### CONSIGNE 1:
Dans le texte sur l'indifférence, envers quelles trois plaies celui qui parle reste-t-il incapable de mansuétude ?
### CONSIGNE 2:
Poursuivez le texte sur l'indifférence en reprenant après sa dernière phrase.

### PAGE:
=====
Malgré moultes séances de musculation destinées à renforcer ma capacité d’indifférence, je ne suis jamais parvenu à rester de marbre envers ce qui me paraît relever de la bassesse, de l’hypocrisie, ou de la bêtise. Je rejette la misanthropie de principe, aveugle et bornée, mais je reste incapable de mansuétude envers ces trois plaies, parfois étroitement mêlées. Si je n’ai pas à me glorifier de cette tournure d’esprit, ou de ce trait de caractère, je n’ai pas non plus à m’en excuser. Cela reviendrait à me nier moi-même. C’est au-dessus de mes forces. Bien sûr, cela n’implique pas de me croire à l’abri de toute petitesse. Toutefois – dans la mesure où nous pouvons prétendre à une conscience fiable de nous-mêmes – je ne crois pas avoir commis grand-chose par calcul sournois, m’être jamais livré à une manœuvre inspirée par l’envie et le ressentiment, la soif de nuire, avec un grand sourire de façade. Quant à ma propre part de bêtise (mot rebutant quand on l’applique à soi), j’essaie de rester vigilant face à ses manifestations. Bon, la répression consiste seulement à tenter de ne pas faire de mes convictions des petits coqs de combat obtus, ne pas les transformer non plus en hamsters de compagnie, à qui jeter mes doutes à ronger. Parfois, dans ces opérations de maintien de l’ordre, il y a des ratés, des victimes innocentes ; il arrive que les meneurs m’échappent : ils me ressemblent au point que je ne saurais les identifier comme fauteurs de troubles. Aucune doctrine de maintien de l’ordre, on le sait, n’est infaillible.
=====
Éléments d'étiquetage de contours
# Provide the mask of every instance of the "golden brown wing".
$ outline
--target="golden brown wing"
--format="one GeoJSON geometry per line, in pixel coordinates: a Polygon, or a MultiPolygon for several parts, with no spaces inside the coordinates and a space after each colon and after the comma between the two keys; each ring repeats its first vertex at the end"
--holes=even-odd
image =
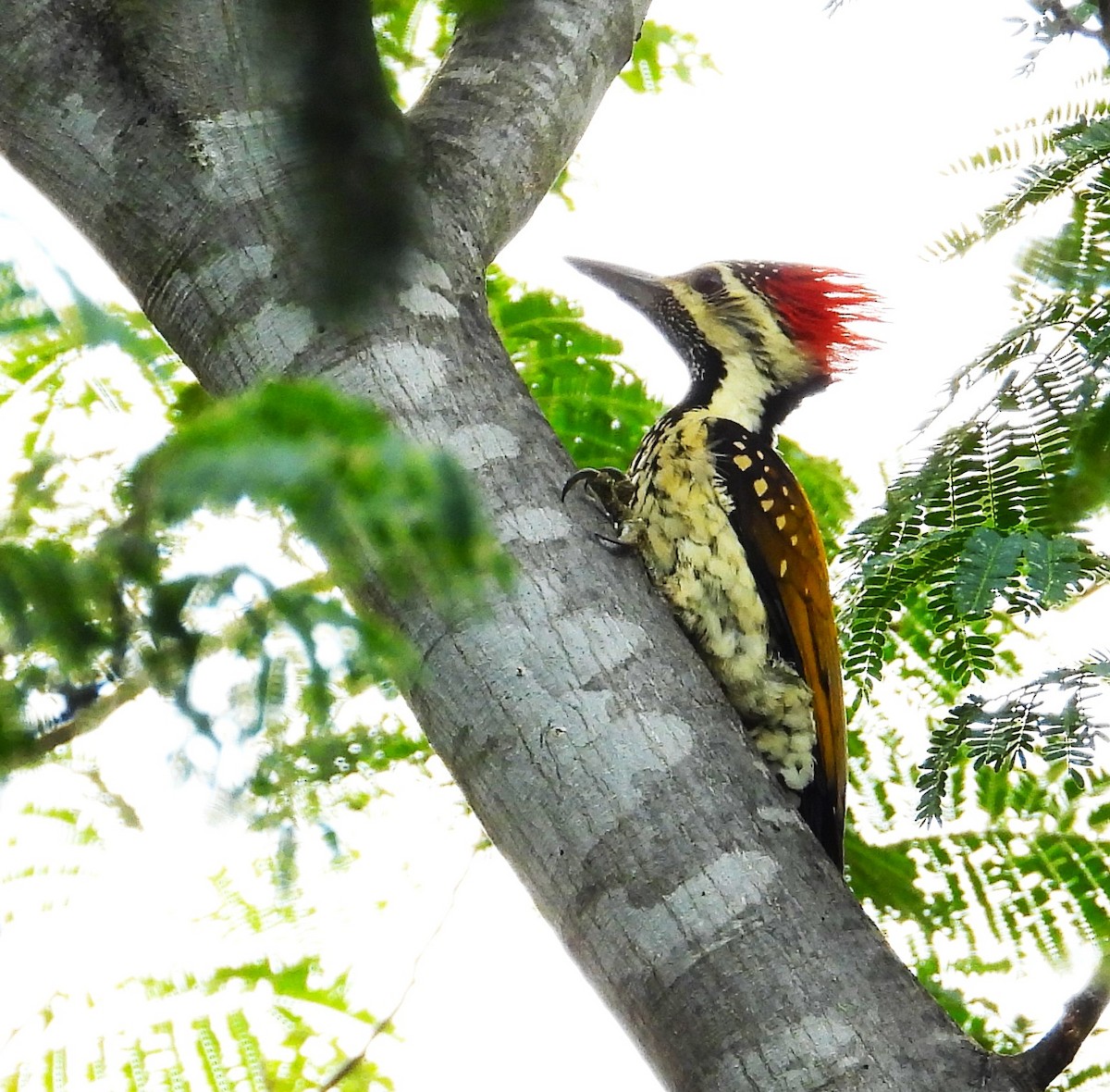
{"type": "Polygon", "coordinates": [[[723,418],[708,422],[733,530],[767,608],[770,642],[814,692],[817,762],[801,813],[838,868],[844,864],[847,780],[844,680],[828,565],[814,510],[770,443],[723,418]]]}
=====
### RÉSULTAT 1:
La bassesse, l'hypocrisie et la bêtise.

### RÉSULTAT 2:
Quand la connerie jacassante devient irrespirable, que notre endurance à son égard s’essouffle au point qu’on risquerait de céder à plus que de la colère ou du mépris, il est salutaire de penser à des personnes ou des œuvres qui nous extraient du bourbier.
« L’humour est l’arme blanche des hommes désarmés. » déclarait Romain Gary dans un entretien pour Radio Canada, quelques mois avant sa mort. (Le sens de ma vie, Gallimard, 2014). La formule a l’éclat et les limites de l’aphorisme. Elle donne envie d’en produire d’autres, suivant la perplexité sans fin où, je crois, l’humour prend sa source. En démarquant le fameux « politesse du désespoir », on pourrait essayer « services secrets de la mélancolie ». Et, si on se laissait aller, on ajouterait : un homme habité par l’humour n’adhère jamais tout à fait à soi.
L’humour est-il un instinct ? Que certains posséderaient au plus haut point et d’autres pas du tout ? Je suis porté à le croire. Ceux que l’humour habite, ceux qu’il n’habite pas, ignorent pareillement pourquoi ils sont ainsi faits. Les seconds n’ont peut-être même pas idée d’un manque. Tout cela restera, est-il utile de le préciser, à l’état de supposition.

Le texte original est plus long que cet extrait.